Everything from the line with "Note to the class: we label each instance of the striped" through the final line below should be copied out exactly, and nothing else should appear.

Top of SUPPLIED MATERIAL

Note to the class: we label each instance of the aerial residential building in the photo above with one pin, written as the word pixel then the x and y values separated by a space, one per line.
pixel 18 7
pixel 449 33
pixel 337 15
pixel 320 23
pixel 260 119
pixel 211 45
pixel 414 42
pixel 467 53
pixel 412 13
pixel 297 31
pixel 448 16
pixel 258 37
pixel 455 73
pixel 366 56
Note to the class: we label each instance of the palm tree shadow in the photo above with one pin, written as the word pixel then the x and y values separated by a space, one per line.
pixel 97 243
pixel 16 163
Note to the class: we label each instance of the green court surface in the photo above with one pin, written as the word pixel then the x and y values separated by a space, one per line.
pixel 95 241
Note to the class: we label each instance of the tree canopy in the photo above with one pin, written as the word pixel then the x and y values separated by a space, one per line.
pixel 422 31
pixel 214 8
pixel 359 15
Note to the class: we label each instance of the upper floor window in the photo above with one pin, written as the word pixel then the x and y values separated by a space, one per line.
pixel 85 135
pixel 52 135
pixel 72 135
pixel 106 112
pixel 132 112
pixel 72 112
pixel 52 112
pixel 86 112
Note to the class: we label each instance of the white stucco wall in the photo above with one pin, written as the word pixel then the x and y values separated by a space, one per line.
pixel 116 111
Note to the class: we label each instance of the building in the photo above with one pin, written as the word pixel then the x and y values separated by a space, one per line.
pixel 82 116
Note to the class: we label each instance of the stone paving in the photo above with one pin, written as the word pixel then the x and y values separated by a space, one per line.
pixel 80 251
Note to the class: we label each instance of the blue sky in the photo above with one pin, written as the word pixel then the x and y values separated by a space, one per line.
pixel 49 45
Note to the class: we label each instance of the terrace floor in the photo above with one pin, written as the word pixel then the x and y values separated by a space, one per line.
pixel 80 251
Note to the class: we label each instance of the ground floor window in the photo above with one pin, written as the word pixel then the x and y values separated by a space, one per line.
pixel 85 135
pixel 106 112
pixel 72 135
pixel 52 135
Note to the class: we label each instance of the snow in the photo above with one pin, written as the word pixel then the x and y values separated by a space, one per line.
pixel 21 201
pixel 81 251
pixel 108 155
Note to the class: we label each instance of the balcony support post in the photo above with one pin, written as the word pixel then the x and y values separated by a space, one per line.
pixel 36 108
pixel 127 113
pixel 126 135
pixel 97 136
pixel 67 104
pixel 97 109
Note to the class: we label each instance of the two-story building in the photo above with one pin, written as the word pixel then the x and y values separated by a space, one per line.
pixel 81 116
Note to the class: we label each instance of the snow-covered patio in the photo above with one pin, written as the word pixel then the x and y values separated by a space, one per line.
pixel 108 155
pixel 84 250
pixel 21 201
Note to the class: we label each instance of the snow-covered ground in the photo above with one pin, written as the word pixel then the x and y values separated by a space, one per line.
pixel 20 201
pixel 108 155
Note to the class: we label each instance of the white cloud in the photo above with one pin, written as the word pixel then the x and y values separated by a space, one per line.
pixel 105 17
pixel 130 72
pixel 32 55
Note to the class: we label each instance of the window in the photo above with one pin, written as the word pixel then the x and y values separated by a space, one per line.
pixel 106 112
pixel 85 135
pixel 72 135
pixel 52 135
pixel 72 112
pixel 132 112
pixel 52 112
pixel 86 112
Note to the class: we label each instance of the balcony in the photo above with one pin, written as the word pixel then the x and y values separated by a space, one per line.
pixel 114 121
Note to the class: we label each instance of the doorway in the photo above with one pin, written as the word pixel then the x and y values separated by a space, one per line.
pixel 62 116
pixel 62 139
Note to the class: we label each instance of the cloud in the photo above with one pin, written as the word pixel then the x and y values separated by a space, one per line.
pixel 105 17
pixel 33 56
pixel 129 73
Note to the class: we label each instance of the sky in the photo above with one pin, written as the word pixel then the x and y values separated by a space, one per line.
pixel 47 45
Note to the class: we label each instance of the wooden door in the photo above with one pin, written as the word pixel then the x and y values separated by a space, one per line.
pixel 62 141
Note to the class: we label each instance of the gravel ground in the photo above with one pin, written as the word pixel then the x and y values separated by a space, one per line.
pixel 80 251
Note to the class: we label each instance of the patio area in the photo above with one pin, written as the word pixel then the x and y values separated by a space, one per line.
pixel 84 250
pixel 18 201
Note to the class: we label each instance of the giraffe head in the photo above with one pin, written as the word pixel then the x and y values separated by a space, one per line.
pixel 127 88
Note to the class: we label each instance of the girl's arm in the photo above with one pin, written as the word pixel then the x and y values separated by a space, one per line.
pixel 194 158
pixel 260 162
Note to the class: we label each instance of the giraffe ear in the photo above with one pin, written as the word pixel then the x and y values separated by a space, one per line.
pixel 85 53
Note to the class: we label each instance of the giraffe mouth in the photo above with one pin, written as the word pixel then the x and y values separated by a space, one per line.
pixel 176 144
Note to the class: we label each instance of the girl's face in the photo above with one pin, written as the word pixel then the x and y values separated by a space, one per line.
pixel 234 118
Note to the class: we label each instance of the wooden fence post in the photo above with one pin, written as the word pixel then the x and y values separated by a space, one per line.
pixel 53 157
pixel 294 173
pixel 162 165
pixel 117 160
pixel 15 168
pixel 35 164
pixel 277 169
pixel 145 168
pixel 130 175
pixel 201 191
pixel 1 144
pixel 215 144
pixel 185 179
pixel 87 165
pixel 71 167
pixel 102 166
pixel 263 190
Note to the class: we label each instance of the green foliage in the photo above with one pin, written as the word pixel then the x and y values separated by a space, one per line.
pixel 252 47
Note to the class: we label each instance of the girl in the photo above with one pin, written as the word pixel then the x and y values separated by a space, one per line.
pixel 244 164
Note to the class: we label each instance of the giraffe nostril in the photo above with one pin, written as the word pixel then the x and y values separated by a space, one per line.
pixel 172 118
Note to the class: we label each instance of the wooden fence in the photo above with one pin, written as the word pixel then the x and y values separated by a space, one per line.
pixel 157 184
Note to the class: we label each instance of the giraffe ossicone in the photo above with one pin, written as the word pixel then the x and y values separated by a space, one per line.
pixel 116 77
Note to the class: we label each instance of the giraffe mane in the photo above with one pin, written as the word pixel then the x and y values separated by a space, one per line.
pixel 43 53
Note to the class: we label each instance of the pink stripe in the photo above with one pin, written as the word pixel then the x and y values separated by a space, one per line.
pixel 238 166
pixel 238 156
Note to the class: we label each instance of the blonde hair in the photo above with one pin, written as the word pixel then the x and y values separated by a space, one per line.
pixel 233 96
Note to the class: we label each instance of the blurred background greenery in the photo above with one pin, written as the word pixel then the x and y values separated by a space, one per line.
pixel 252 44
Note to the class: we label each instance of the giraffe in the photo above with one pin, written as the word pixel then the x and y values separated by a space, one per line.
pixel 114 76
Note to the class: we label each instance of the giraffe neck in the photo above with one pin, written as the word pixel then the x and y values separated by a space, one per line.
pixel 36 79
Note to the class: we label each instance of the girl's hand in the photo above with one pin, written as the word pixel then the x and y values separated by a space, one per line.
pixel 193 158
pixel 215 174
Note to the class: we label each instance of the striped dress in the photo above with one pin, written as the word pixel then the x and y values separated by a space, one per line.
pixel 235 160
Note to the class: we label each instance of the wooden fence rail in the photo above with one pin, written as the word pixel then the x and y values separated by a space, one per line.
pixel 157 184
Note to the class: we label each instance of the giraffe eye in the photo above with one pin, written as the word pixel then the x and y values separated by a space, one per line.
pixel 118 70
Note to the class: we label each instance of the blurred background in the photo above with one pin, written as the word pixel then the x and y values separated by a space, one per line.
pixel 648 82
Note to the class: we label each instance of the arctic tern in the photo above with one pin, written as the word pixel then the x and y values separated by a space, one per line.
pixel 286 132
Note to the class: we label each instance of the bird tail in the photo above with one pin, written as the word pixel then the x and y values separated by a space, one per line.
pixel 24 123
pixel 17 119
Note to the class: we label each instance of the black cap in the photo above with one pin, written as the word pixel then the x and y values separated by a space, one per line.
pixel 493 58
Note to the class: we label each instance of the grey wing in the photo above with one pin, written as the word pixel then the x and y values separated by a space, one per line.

Bottom of SUPPLIED MATERIAL

FINISHED EXERCISE
Note to the class: we label each instance of the striped dress in the photo above with one pin, written as the word pixel then the x and y values separated by a space, one per line.
pixel 235 160
Note to the class: we label each instance of the wooden fence rail in the photo above with one pin, written as the word pixel then the x and y values separated by a space, one per line.
pixel 157 184
Note to the class: we label each instance of the giraffe eye in the photo above with one pin, written as the word pixel then the x and y values separated by a space, one per line.
pixel 118 70
Note to the class: we label each instance of the blurred background in the photo above with one pin, written as the word pixel then the x and y values separated by a space, one per line.
pixel 648 82
Note to the class: we label each instance of the arctic tern in the photo above with one pin, written as the word pixel then the x and y values separated by a space, one per line.
pixel 286 132
Note to the class: we label each instance of the bird tail in the photo above with one pin, written as the word pixel then the x and y values separated by a space, one per line.
pixel 24 123
pixel 17 119
Note to the class: we label each instance of the black cap in the photo above with one pin, written as the word pixel then the x and y values separated by a space, one per line.
pixel 493 58
Note to the class: we label each instance of the grey wing in the photo above with one pin, written as the word pixel then the x and y values separated by a space, one per line.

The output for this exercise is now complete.